Teks yang Diberikan -

Hadapi Bencana Iklim, Malang Tingkatkan Kapasitas

api PRB

Berdasarkan Kajian Resiko dan Adaptasi Perubahan Iklim (KRAPI) yang dibuat oleh Kementrian Lingkungan Hidup dan beberapa lembaga donor pada 2012, menunjukan adanya peningkatan suhu permukaan bumi hampir  satu derajat celcius di daerah Malang. Dengan keadaan tersebut, Malang yang beriklim lembab itu terancam mengalami kekeringan.

Selain ancaman kekeringan, Malang juga terancam banjir ataupun longsor, dikarenakan Malang juga menyimpan curah hujan ekstrim yang terus meningkat hingga 5% pada tahun 2030.

Tidak berhenti pada dua ancaman itu, terdapat efek demino dari iklim ektrim yang terjadi di Malang, pertanian dan kesehatan menjadi hal yang paling rentan berdampak dari perubahan iklim yang ektrim, seperti penurunan hasil produksi pertanian dan munculnya penyakit malaria, demam berdarah ataupun diare.

(Catatan dataset penunjukan)

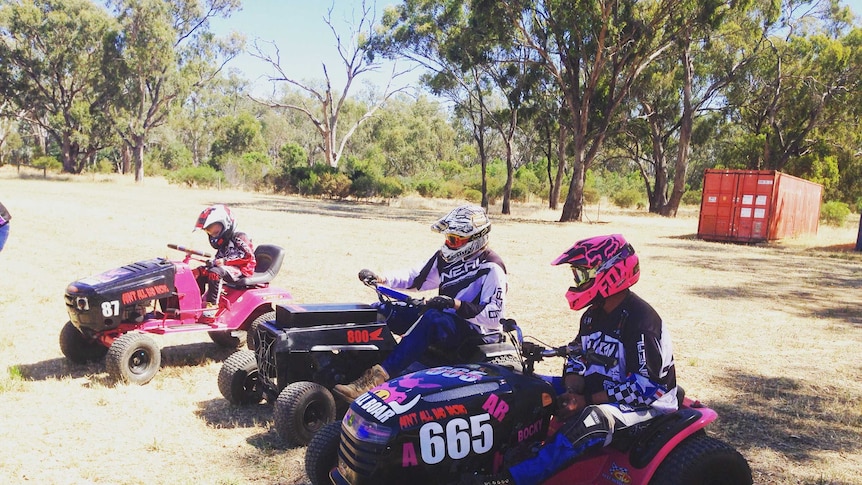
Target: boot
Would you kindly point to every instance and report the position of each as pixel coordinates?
(372, 377)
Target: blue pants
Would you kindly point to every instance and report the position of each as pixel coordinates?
(441, 329)
(4, 234)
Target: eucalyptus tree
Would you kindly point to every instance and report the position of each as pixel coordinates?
(161, 53)
(437, 36)
(801, 88)
(595, 50)
(680, 86)
(324, 105)
(50, 57)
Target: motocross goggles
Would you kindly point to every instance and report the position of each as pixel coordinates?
(583, 276)
(454, 241)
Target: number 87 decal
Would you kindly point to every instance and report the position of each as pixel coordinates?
(457, 439)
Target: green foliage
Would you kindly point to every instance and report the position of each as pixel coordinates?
(334, 185)
(239, 135)
(627, 198)
(292, 155)
(834, 213)
(202, 176)
(47, 164)
(692, 197)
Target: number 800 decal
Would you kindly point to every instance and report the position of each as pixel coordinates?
(457, 439)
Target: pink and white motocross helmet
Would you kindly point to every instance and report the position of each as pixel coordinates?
(602, 266)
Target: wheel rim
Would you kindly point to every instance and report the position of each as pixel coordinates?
(313, 417)
(139, 362)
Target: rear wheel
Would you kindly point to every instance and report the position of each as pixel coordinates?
(701, 460)
(302, 408)
(134, 358)
(322, 453)
(78, 348)
(239, 379)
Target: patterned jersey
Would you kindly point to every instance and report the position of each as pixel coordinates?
(627, 353)
(478, 281)
(238, 252)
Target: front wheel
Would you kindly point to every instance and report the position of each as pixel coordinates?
(239, 379)
(252, 329)
(134, 358)
(78, 348)
(322, 453)
(302, 408)
(702, 460)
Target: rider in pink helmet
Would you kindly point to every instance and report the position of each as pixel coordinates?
(623, 372)
(602, 266)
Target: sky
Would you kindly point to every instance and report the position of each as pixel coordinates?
(305, 41)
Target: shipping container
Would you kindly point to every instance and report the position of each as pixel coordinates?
(757, 206)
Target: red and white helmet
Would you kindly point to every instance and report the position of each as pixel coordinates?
(466, 229)
(213, 214)
(602, 266)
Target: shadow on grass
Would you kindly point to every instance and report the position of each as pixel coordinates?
(810, 286)
(184, 355)
(788, 417)
(341, 208)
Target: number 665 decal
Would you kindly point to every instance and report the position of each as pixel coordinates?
(457, 439)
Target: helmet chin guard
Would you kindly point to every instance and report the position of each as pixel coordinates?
(217, 213)
(602, 266)
(466, 229)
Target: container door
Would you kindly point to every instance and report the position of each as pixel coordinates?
(754, 202)
(716, 211)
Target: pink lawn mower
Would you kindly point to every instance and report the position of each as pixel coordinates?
(113, 315)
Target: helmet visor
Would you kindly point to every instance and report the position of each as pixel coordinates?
(584, 276)
(454, 241)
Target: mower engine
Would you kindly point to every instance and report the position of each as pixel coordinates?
(122, 295)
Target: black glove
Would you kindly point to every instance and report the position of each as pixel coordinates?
(440, 302)
(368, 277)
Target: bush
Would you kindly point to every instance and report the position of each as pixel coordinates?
(335, 185)
(47, 163)
(692, 197)
(834, 213)
(202, 176)
(626, 198)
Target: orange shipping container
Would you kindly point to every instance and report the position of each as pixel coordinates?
(757, 205)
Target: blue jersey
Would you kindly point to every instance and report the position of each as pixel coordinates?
(478, 281)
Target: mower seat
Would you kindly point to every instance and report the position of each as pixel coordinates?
(269, 258)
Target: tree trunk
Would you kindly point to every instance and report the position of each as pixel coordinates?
(686, 128)
(510, 174)
(557, 185)
(138, 153)
(574, 207)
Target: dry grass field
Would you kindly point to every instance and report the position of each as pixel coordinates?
(768, 335)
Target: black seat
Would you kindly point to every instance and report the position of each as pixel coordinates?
(269, 258)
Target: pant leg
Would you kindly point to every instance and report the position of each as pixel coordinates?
(588, 431)
(434, 327)
(4, 235)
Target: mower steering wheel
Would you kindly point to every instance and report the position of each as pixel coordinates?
(189, 251)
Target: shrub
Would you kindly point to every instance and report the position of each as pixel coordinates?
(201, 176)
(692, 197)
(47, 163)
(427, 188)
(335, 185)
(626, 198)
(834, 213)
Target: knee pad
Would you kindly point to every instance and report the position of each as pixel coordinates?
(591, 429)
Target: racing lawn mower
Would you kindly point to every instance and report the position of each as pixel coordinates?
(302, 353)
(449, 425)
(112, 315)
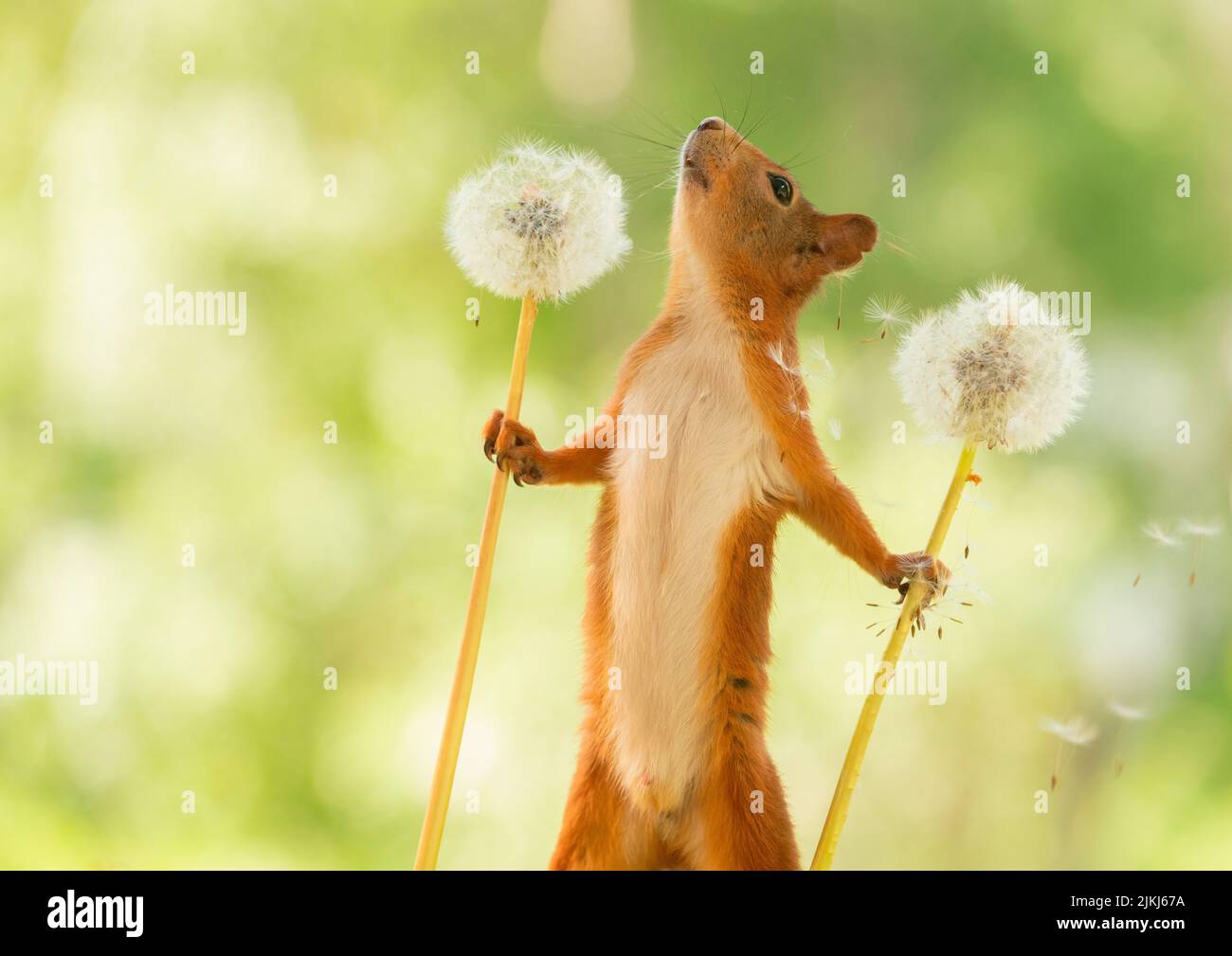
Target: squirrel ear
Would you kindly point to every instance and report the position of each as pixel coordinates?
(842, 241)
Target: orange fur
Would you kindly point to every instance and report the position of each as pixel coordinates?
(732, 243)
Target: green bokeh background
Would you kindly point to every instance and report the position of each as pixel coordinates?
(353, 556)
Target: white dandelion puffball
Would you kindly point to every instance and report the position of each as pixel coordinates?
(540, 220)
(993, 369)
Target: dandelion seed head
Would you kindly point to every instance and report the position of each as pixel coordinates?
(978, 371)
(1077, 731)
(540, 218)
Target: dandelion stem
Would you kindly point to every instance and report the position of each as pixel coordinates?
(859, 746)
(463, 676)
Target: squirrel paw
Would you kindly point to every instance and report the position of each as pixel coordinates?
(906, 568)
(514, 448)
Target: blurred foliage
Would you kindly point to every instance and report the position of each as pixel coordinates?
(353, 556)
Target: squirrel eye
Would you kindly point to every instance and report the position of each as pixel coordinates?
(781, 189)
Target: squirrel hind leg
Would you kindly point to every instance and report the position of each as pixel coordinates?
(603, 829)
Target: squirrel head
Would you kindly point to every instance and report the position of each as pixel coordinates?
(743, 217)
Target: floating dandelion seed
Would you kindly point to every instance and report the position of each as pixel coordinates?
(886, 315)
(1156, 532)
(1191, 529)
(986, 370)
(540, 223)
(818, 352)
(1128, 714)
(1077, 732)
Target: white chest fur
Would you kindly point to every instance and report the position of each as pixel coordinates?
(674, 513)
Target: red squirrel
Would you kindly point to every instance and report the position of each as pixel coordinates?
(677, 619)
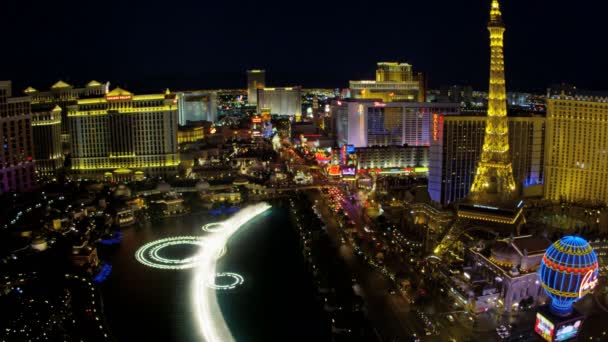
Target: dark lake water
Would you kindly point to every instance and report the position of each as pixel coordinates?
(275, 303)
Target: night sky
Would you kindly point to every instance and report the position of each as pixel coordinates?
(209, 44)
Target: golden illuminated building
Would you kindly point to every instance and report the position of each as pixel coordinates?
(187, 134)
(48, 153)
(492, 203)
(256, 79)
(577, 149)
(63, 95)
(123, 134)
(394, 82)
(494, 180)
(16, 143)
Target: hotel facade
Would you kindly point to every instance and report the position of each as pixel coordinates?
(124, 136)
(456, 149)
(577, 149)
(394, 82)
(16, 156)
(367, 123)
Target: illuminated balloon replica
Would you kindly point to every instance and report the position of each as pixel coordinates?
(568, 271)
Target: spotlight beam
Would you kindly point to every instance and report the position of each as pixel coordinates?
(211, 324)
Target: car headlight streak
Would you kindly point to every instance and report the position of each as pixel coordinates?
(217, 282)
(150, 254)
(214, 227)
(208, 315)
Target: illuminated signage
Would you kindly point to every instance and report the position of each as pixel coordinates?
(568, 331)
(334, 170)
(435, 128)
(589, 282)
(348, 171)
(484, 207)
(118, 97)
(544, 327)
(437, 122)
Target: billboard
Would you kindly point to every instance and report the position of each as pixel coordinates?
(568, 331)
(544, 327)
(334, 170)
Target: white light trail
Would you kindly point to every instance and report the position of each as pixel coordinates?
(211, 323)
(237, 280)
(150, 253)
(214, 227)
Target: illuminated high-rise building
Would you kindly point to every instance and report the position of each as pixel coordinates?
(285, 101)
(577, 148)
(366, 123)
(197, 106)
(256, 79)
(394, 82)
(16, 156)
(48, 153)
(123, 135)
(63, 95)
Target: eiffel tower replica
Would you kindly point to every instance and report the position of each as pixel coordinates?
(493, 202)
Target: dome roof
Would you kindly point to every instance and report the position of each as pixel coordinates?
(568, 271)
(240, 181)
(201, 185)
(163, 187)
(504, 255)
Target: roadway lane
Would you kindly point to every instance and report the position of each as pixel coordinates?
(387, 312)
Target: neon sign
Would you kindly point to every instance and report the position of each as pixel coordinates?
(484, 207)
(544, 327)
(118, 97)
(589, 283)
(437, 121)
(334, 170)
(435, 129)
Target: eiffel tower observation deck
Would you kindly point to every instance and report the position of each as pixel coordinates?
(493, 203)
(494, 195)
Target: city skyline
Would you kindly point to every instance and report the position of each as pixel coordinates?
(313, 46)
(142, 198)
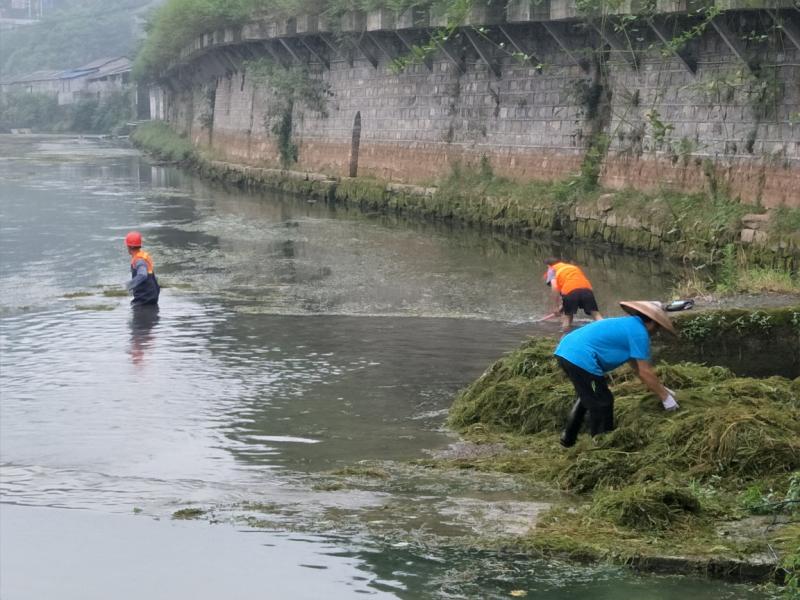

Tugas A -
Sebutkan semua ancaman bencana yang disebut mengintai Malang dalam teks tentang perubahan iklim di Malang.
Tugas B -
Menurut teks tentang perubahan iklim di Malang, kenapa Malang terancam banjir atau longsor?
Tugas C -
Salin persis bagian teks tentang perubahan iklim di Malang dari "Selain ancaman kekeringan, Malang" sampai "pada tahun 2030.".

Jawaban yang Diharapkan A -
Kekeringan, banjir, dan longsor.

Jawaban yang Diharapkan B -
Karena curah hujan ekstrem di Malang terus meningkat, hingga 5% pada tahun 2030.

Jawaban yang Diharapkan C -
Selain ancaman kekeringan, Malang juga terancam banjir ataupun longsor, dikarenakan Malang juga menyimpan curah hujan ekstrim yang terus meningkat hingga 5% pada tahun 2030.